Extracted records
=== Begin Enclosure ===
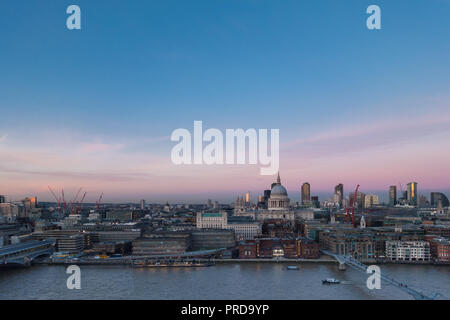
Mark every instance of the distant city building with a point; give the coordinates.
(392, 195)
(408, 251)
(371, 200)
(266, 196)
(244, 227)
(212, 220)
(360, 199)
(315, 201)
(278, 197)
(339, 194)
(306, 193)
(412, 195)
(435, 197)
=== End Enclosure ===
The data above are to be repeated word for word, with any pictures left out.

Mark every instance of the distant city building with a point; give the coordinates.
(392, 195)
(408, 251)
(371, 200)
(266, 196)
(244, 227)
(212, 220)
(360, 199)
(315, 201)
(278, 197)
(339, 194)
(306, 193)
(412, 195)
(435, 197)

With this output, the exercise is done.